=== Provided records ===

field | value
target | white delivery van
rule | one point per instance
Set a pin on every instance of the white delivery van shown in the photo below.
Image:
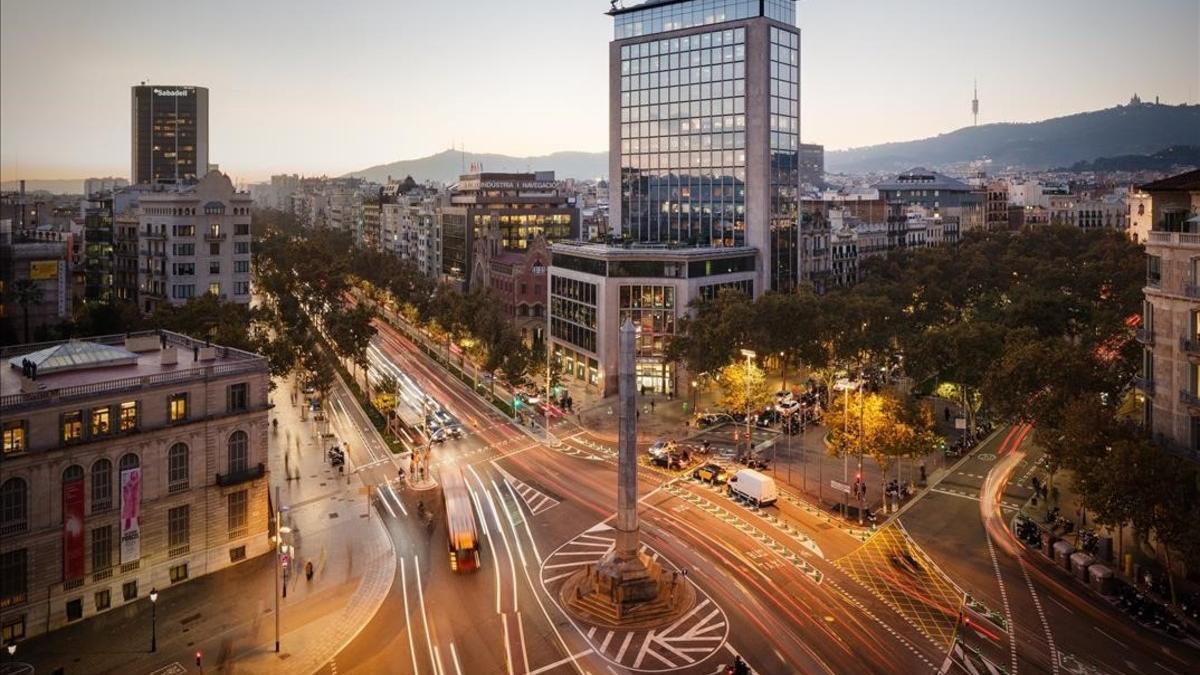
(754, 487)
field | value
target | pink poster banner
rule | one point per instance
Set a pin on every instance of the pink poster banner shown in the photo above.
(72, 530)
(131, 509)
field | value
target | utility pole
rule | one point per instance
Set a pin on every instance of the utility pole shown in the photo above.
(749, 354)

===

What is required:
Omit the pictures, then give all the lines above again exactly.

Exercise solution:
field | value
target | white delivery van
rule | one point per instance
Set a pin on every instance of the white delivery van shown in the photo below.
Image:
(754, 487)
field | value
target | pink poster banner
rule | one point per instance
Set a pin on every instance of the pink poster banner shown in the photo above.
(72, 530)
(131, 509)
field | value
target | utility pole
rule | one point per instance
Set a pin on every instance of the utility pole shown in the photo above.
(749, 354)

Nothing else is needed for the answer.